* **INSTRUCTIONS TO FOLLOW**
Where in the listing does the word "Task" appear? Report each line that holds it.

* **RECORD SET**
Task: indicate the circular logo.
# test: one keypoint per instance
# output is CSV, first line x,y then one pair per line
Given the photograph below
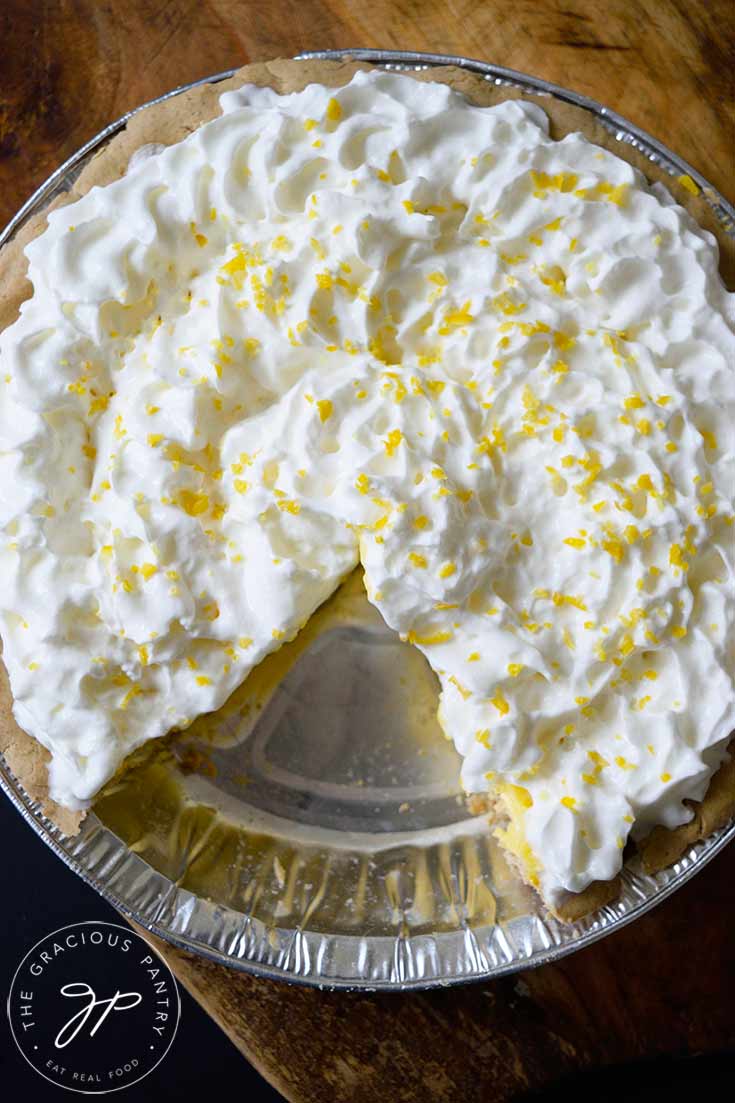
x,y
93,1007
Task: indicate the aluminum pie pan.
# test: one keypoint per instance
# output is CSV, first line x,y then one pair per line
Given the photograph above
x,y
448,856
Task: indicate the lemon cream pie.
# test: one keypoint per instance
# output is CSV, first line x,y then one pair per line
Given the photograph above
x,y
376,323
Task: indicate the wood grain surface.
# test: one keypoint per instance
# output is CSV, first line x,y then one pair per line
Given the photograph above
x,y
662,985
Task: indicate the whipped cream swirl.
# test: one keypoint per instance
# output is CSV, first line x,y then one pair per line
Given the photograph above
x,y
380,324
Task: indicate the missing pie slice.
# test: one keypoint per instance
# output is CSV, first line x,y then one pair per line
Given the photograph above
x,y
322,314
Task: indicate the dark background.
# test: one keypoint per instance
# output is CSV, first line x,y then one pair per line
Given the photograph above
x,y
39,896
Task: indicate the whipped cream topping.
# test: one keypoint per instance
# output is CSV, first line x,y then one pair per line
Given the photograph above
x,y
376,323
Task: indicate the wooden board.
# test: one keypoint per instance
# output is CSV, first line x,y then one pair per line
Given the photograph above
x,y
662,985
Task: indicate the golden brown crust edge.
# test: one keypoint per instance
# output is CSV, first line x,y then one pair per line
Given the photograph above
x,y
171,121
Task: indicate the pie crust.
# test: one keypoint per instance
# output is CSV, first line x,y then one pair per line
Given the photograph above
x,y
171,121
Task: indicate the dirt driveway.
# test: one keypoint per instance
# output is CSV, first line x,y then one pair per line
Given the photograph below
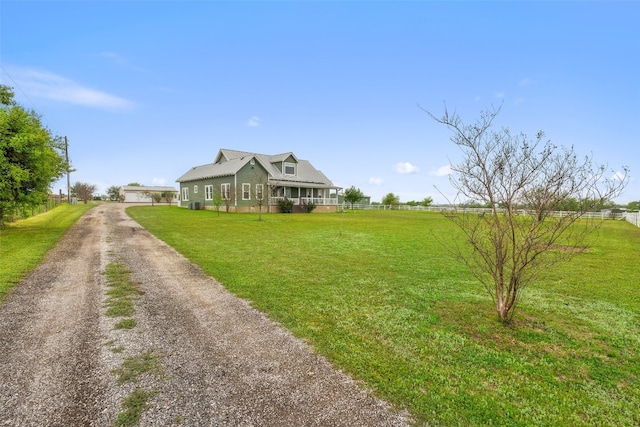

* **SOLUTION TO THIS EXERCISE**
Task: indicate the circular logo.
Task: indicate the aluminum pie pan.
Task: indicate the lemon cream pie.
Task: indicate the wood grain surface.
Task: indicate the whipped cream swirl.
Task: indicate the missing pie slice.
Task: indicate the dark background.
Task: indicate the whipped cream topping.
Task: indicate the wooden board.
Task: indicate the golden brown crust edge.
Task: indicate the pie crust.
Task: indicate the dirt driveway.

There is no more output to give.